▸ EXERCISE INPUTS:
--------------------------------

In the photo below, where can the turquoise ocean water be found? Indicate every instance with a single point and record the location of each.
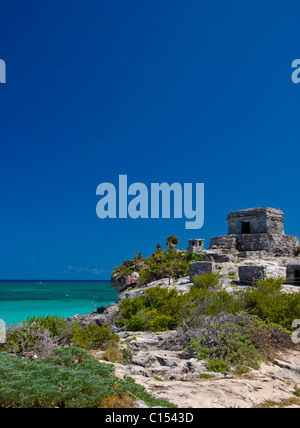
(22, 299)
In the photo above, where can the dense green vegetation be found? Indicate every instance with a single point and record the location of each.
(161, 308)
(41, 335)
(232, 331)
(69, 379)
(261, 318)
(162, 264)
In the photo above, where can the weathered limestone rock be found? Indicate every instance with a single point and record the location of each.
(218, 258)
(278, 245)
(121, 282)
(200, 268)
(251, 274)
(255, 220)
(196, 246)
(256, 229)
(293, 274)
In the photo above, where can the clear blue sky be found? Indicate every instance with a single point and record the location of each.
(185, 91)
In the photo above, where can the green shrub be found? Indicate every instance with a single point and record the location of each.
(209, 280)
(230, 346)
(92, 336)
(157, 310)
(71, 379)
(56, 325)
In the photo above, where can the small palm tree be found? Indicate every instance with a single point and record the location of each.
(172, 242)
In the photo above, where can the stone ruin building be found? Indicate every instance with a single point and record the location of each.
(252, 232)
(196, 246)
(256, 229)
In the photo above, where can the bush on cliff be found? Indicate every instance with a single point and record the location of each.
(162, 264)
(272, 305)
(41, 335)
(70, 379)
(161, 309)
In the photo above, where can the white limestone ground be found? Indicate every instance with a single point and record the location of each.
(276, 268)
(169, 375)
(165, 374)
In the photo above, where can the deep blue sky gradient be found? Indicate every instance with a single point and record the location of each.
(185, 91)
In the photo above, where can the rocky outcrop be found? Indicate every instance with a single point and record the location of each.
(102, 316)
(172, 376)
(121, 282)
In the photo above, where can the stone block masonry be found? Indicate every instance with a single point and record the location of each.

--------------------------------

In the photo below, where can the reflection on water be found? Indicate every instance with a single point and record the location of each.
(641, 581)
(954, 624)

--------------------------------

▸ WHAT IS EXPECTED:
Reproduce, word for word, the records from the line with "In the photo above, where can the rocky" to the line with "In the photo above, where can the stone block", including both of those lines.

▸ FULL RESPONSE:
In the photo above, where can the rocky outcrop be found? Indicate every instance with a single point and record the location of each.
(102, 316)
(172, 376)
(121, 282)
In the photo above, where can the stone block masonry be found? Indicate every instance with a single point and record the location of each.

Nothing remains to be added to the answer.